Beita, Occupied West Bank – Palestinians across the occupied West Bank and East Jerusalem are gathering for a day of rage on Friday in support of the six Palestinian prisoners, who escaped from an Israeli prison, heeding the call of Hamas and other Palestinian resistance groups.
They are also protesting against the punitive measures that the Israeli jail authorities have imposed on imprisoned members of the Islamic Jihad, another group active in the Gaza Strip, in the wake of a brazen escape from one of the country’s most secure prisons.
Several relatives of the escaped prisoners have been arrested, including three people on Friday morning, as part of an Israeli manhunt to capture them. The six men tunnelled out of the high-security Gilboa jail on Monday, triggering celebration and solidarity protests in the Palestinian territories.

◆ **Required action**
Please answer these from the West Bank report:
(a) Whose call are the Palestinians heeding by gathering for a day of rage?
(b) Members of which group have had punitive measures imposed on them by the Israeli jail authorities?
(c) From which jail did the six men tunnel out, and on what day?
Nothing in the listing is needed for the work here.

◆ **Recorded data**
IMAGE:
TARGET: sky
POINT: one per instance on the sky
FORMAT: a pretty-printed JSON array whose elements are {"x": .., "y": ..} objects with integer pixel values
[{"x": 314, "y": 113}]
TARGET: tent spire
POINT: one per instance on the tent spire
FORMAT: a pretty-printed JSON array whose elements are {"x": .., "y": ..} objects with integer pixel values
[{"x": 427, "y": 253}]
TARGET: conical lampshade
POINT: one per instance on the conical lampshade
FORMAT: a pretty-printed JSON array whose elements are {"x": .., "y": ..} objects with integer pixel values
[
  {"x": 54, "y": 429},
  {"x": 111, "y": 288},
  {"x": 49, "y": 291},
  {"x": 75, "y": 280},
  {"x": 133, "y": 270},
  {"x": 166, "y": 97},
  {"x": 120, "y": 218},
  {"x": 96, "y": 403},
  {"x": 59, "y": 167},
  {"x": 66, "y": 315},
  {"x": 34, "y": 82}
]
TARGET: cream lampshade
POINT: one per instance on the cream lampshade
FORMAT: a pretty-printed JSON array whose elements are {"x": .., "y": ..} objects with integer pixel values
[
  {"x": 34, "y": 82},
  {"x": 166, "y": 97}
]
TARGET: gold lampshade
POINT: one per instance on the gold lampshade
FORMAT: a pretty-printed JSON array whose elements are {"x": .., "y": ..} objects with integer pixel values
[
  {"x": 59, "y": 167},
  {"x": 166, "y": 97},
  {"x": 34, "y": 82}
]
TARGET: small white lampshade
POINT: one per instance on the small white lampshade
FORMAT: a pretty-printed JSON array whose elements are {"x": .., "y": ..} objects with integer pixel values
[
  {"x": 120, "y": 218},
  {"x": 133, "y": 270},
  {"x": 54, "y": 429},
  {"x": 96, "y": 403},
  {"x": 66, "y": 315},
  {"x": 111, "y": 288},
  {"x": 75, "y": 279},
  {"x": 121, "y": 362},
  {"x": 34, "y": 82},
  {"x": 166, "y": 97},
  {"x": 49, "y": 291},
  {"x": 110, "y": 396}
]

◆ **Solution to the problem**
(a) Hamas and other Palestinian resistance groups
(b) The Islamic Jihad
(c) The high-security Gilboa jail, on Monday